GIVEN INSTRUCTION:
According to the investing passage, why does the author avoid funds?

READING PASSAGE:
As a general principle, I’ve always tended to avoid entrusting others with my money. I’ve avoided funds, as they are often based upon investments that are peaking or close to peaking. I’ve avoided pension funds, as they’re often structured in a similar manner.
And whenever by law I’ve been required to be invested in such funds, they’ve rarely been successful over the long term. In the end, I would invariably have made more money by pursuing those investments that had great promise but at the time were unpopular (and therefore underpriced).
As dubious as I tend to be of conventional investment schemes (and those who broker them), I am doubly dubious of any government-run scheme. Governments, historically, have proved to be poor money managers, and politicians tend to place more value on big promises that garner votes than on delivering on those promises.

Entries from a point annotation set
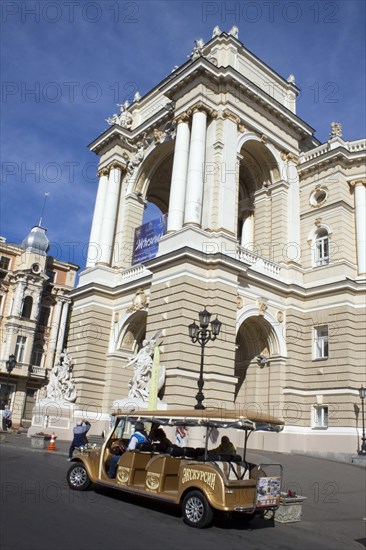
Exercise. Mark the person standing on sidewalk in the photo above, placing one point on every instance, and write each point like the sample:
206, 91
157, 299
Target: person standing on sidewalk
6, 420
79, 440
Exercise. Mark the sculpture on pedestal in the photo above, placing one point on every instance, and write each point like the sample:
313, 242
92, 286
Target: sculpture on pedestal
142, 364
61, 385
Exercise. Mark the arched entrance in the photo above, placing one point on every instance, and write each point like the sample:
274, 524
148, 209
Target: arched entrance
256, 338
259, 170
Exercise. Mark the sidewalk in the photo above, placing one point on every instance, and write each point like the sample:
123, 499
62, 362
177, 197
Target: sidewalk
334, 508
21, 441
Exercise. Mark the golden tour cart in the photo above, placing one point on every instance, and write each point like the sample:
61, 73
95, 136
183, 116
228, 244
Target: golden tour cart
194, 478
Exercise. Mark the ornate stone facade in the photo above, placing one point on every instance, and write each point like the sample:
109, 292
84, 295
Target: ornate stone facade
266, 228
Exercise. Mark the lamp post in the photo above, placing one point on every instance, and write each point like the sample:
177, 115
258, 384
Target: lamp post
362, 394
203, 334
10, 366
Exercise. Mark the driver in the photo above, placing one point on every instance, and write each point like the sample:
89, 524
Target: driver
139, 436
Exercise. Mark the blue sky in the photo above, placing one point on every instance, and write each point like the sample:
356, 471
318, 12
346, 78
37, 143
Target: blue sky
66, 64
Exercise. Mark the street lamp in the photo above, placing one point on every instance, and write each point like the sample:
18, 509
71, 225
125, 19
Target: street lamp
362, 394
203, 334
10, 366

ANSWER BELOW:
They are often based upon investments that are peaking or close to peaking.